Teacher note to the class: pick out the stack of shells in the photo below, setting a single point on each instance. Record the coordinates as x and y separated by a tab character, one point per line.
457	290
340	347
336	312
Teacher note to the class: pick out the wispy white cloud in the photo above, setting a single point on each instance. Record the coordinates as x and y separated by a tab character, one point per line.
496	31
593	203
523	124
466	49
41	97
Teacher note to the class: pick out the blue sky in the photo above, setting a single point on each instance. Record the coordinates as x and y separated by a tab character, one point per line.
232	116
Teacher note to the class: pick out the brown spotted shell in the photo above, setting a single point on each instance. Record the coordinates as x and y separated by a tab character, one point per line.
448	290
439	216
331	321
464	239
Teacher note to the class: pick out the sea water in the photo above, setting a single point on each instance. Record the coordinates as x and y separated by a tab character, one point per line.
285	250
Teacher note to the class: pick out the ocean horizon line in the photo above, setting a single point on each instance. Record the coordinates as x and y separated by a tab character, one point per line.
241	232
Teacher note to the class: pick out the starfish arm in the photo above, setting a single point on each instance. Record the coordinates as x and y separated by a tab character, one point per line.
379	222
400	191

• Exercise: All records above must be set down exactly, please.

• Final result:
Teacher note to the class: pick out the stack of shells in the photo below, setting a single point on each instance. Record the coordinates as x and y separated by a tab character, one point per line.
457	290
340	347
336	312
Teacher note to the class: pick out the wispy white cloud in the photo above, setting a single point on each instance. Record the coordinates as x and y separated by a tab character, one point per line.
496	31
593	203
523	124
466	49
41	97
Teacher note to the class: pick out the blue sky in the photo above, setting a single point on each instance. Record the coordinates as x and y separated by a tab character, one point per line.
232	116
Teacher note to the class: pick out the brown spotted shell in the photo above, setting a single point on each instance. Record the coordinates as x and y separated by a tab character, one point per line.
448	290
439	216
331	321
464	239
Teacher note to the class: pick out the sea water in the photo above, setting a single point on each instance. Record the coordinates as x and y separated by a tab character, one point per line.
285	250
Teacher note to the class: pick out the ocean horizon line in the photo above, setting a single point on each instance. Record the coordinates as x and y separated by a tab character, one point per line.
241	232
Teacher note to the class: pick out the starfish arm in the photo above, setting a single point on each instance. Record the coordinates as x and y separated by a tab character, one point per line.
379	222
400	191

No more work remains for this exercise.